[Saved data entries]
[Start of Attachment]
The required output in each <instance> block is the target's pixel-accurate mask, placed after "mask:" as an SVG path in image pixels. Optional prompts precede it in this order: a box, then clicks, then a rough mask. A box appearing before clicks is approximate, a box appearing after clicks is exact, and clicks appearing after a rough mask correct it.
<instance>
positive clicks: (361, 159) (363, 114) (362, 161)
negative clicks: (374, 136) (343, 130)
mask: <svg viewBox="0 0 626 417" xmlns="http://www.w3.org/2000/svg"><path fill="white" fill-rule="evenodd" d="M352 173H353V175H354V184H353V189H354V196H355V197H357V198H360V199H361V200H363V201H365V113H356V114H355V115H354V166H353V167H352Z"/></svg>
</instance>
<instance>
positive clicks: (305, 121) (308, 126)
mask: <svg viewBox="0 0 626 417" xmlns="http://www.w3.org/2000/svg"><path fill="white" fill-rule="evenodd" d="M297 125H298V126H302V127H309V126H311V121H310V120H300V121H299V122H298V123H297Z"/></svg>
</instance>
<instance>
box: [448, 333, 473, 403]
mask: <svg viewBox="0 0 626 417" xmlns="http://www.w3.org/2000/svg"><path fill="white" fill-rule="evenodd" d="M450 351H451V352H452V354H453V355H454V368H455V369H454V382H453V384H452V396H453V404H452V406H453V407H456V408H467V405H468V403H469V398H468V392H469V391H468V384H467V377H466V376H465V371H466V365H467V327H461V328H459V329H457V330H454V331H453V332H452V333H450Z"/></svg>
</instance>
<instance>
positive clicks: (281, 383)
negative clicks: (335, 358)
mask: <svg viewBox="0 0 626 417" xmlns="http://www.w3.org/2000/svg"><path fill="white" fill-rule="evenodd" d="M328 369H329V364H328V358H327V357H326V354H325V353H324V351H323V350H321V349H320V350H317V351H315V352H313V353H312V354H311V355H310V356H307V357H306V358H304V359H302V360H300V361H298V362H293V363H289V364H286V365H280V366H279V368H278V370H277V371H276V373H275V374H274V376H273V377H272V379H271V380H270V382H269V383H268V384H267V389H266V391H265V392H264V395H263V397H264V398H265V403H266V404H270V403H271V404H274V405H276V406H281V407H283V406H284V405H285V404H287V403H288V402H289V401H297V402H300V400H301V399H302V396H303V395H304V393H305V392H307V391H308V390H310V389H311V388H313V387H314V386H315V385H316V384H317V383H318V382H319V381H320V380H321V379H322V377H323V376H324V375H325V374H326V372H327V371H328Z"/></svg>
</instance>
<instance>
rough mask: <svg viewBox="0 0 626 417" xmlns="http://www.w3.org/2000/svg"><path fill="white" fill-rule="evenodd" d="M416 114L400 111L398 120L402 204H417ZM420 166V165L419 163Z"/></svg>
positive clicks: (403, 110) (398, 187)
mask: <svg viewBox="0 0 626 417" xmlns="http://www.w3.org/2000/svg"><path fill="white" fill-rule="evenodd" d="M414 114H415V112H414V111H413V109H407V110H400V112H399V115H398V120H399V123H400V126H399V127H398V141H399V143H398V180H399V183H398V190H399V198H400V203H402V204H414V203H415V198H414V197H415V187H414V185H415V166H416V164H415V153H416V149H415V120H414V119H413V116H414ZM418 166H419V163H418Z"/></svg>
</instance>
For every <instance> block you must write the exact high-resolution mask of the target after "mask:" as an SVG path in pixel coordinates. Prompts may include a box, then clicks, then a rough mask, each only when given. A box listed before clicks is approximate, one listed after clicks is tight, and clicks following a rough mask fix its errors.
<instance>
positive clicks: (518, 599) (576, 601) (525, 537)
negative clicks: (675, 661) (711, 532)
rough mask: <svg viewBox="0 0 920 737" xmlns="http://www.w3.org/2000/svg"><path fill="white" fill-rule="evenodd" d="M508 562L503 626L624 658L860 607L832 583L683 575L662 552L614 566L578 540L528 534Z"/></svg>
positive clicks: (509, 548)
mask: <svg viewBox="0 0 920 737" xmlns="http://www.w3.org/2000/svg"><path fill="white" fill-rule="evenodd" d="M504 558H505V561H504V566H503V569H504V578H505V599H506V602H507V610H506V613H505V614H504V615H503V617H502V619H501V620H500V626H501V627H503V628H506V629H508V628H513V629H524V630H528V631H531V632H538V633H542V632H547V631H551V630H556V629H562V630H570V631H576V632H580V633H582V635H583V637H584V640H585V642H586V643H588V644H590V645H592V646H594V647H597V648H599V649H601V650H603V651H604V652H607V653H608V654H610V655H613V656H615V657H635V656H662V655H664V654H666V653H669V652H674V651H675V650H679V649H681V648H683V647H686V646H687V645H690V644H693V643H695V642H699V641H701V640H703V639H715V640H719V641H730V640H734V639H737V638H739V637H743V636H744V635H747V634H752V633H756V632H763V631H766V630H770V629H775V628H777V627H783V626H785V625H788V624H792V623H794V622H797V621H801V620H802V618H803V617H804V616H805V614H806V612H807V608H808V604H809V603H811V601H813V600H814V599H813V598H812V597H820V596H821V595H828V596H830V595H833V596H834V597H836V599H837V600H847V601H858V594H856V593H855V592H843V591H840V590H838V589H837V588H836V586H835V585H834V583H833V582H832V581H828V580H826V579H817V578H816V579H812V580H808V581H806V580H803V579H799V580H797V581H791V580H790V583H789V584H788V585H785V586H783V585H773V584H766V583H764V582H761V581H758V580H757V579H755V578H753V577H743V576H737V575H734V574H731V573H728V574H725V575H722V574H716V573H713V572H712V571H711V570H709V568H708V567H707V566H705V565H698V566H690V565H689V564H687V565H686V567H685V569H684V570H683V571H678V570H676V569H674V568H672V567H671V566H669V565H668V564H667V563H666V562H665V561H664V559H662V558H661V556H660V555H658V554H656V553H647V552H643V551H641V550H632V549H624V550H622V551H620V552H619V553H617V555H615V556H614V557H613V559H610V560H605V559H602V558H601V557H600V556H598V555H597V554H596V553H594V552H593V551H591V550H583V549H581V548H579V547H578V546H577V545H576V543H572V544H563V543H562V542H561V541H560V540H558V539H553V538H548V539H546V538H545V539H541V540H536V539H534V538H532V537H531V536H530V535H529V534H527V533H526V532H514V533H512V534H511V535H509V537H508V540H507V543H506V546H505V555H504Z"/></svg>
[End of Attachment]
The data above should be duplicated exactly and completely.

The required output in each <instance> block is the target's pixel-accurate mask, placed after "mask:" as an SVG path in image pixels. Optional prompts precede it in this order: a box, then clicks, then a rough mask. A box appearing before clicks is approximate, a box appearing after clicks is exact, and clicks appearing after a rough mask correct it.
<instance>
positive clicks: (361, 159) (363, 114) (362, 161)
negative clicks: (374, 136) (343, 130)
mask: <svg viewBox="0 0 626 417" xmlns="http://www.w3.org/2000/svg"><path fill="white" fill-rule="evenodd" d="M352 173H353V175H354V184H353V189H354V196H355V197H357V198H360V199H361V200H363V201H365V113H356V114H355V115H354V166H353V167H352Z"/></svg>
</instance>
<instance>
positive clicks: (305, 121) (308, 126)
mask: <svg viewBox="0 0 626 417" xmlns="http://www.w3.org/2000/svg"><path fill="white" fill-rule="evenodd" d="M297 125H298V126H302V127H309V126H311V121H310V120H300V121H299V122H298V123H297Z"/></svg>
</instance>
<instance>
box: [448, 333, 473, 403]
mask: <svg viewBox="0 0 626 417" xmlns="http://www.w3.org/2000/svg"><path fill="white" fill-rule="evenodd" d="M450 351H451V352H452V354H453V355H454V368H455V369H454V382H453V384H452V396H453V404H452V406H453V407H456V408H467V405H468V403H469V398H468V392H469V391H468V384H467V377H466V376H465V371H466V365H467V327H461V328H459V329H457V330H454V331H453V332H452V333H450Z"/></svg>
</instance>
<instance>
positive clicks: (281, 383)
negative clicks: (335, 358)
mask: <svg viewBox="0 0 626 417" xmlns="http://www.w3.org/2000/svg"><path fill="white" fill-rule="evenodd" d="M328 369H329V364H328V358H327V357H326V354H325V353H324V351H323V350H321V349H320V350H317V351H315V352H313V353H312V354H311V355H310V356H307V357H306V358H304V359H302V360H300V361H298V362H293V363H289V364H286V365H280V366H279V368H278V370H277V371H276V373H275V374H274V376H273V377H272V379H271V380H270V382H269V383H268V384H267V389H266V391H265V392H264V395H263V397H264V398H265V403H266V404H270V403H271V404H274V405H276V406H281V407H283V406H284V405H285V404H287V403H288V402H289V401H297V402H300V400H301V399H302V396H303V395H304V393H305V392H307V391H308V390H310V389H311V388H313V387H314V386H315V385H316V384H317V383H318V382H319V381H320V380H321V379H322V377H323V376H324V375H325V374H326V372H327V371H328Z"/></svg>
</instance>
<instance>
rough mask: <svg viewBox="0 0 626 417" xmlns="http://www.w3.org/2000/svg"><path fill="white" fill-rule="evenodd" d="M416 114L400 111L398 120L402 204H417ZM420 166V165L419 163Z"/></svg>
positive clicks: (403, 110) (398, 187)
mask: <svg viewBox="0 0 626 417" xmlns="http://www.w3.org/2000/svg"><path fill="white" fill-rule="evenodd" d="M414 114H415V112H414V111H413V109H407V110H400V112H399V115H398V120H399V123H400V126H399V127H398V141H399V143H398V180H399V183H398V190H399V198H400V203H402V204H414V203H415V198H414V197H415V187H414V185H415V166H416V164H415V153H416V149H415V120H414V119H413V116H414ZM418 166H419V163H418Z"/></svg>
</instance>
For every <instance> block you must write the exact high-resolution mask of the target after "mask:" as an SVG path in pixel coordinates. Prompts may include a box, then clicks, then a rough mask, each only when given. A box listed before clicks is approximate, one listed after clicks is tight, and clicks following a rough mask fix its errors.
<instance>
positive clicks: (518, 599) (576, 601) (525, 537)
negative clicks: (675, 661) (711, 532)
rough mask: <svg viewBox="0 0 920 737" xmlns="http://www.w3.org/2000/svg"><path fill="white" fill-rule="evenodd" d="M508 562L503 626L624 658L860 607L832 583L683 575L662 552L614 566L578 540L528 534Z"/></svg>
positive clicks: (509, 548)
mask: <svg viewBox="0 0 920 737" xmlns="http://www.w3.org/2000/svg"><path fill="white" fill-rule="evenodd" d="M504 558H505V561H504V566H503V569H504V578H505V599H506V602H507V610H506V613H505V614H504V615H503V617H502V619H501V620H500V626H501V627H503V628H506V629H508V628H513V629H524V630H528V631H531V632H538V633H542V632H547V631H551V630H556V629H562V630H570V631H576V632H580V633H582V635H583V637H584V640H585V642H586V643H588V644H590V645H592V646H594V647H597V648H599V649H601V650H603V651H604V652H607V653H608V654H610V655H613V656H615V657H635V656H662V655H664V654H666V653H669V652H674V651H675V650H679V649H681V648H683V647H686V646H687V645H690V644H693V643H695V642H699V641H701V640H703V639H715V640H719V641H730V640H734V639H737V638H739V637H743V636H744V635H747V634H752V633H756V632H763V631H766V630H770V629H775V628H777V627H783V626H785V625H788V624H792V623H794V622H797V621H801V620H802V618H803V617H804V616H805V614H806V612H807V608H808V604H809V603H811V601H813V600H814V599H813V598H812V597H820V596H821V595H828V596H830V595H833V596H834V597H836V599H837V600H847V601H858V594H856V593H855V592H843V591H840V590H838V589H837V588H836V586H835V585H834V583H833V582H832V581H828V580H826V579H817V578H816V579H812V580H808V581H806V580H803V579H799V580H797V581H791V580H790V583H789V584H788V585H785V586H783V585H773V584H766V583H764V582H761V581H758V580H757V579H755V578H753V577H743V576H737V575H734V574H731V573H728V574H725V575H722V574H716V573H713V572H712V571H711V570H709V568H708V567H707V566H705V565H698V566H690V565H689V564H687V565H686V567H685V569H684V570H683V571H678V570H676V569H674V568H672V567H671V566H669V565H668V564H667V563H666V562H665V561H664V559H662V558H661V556H660V555H658V554H656V553H647V552H643V551H641V550H632V549H624V550H622V551H620V552H619V553H617V555H615V556H614V557H613V559H610V560H605V559H602V558H601V557H600V556H598V555H597V554H596V553H594V552H593V551H591V550H583V549H581V548H579V547H578V546H577V545H576V543H572V544H563V543H562V542H561V541H560V540H558V539H553V538H548V539H546V538H545V539H541V540H536V539H534V538H532V537H531V536H530V535H529V534H527V533H526V532H514V533H512V534H511V535H509V537H508V540H507V543H506V546H505V555H504Z"/></svg>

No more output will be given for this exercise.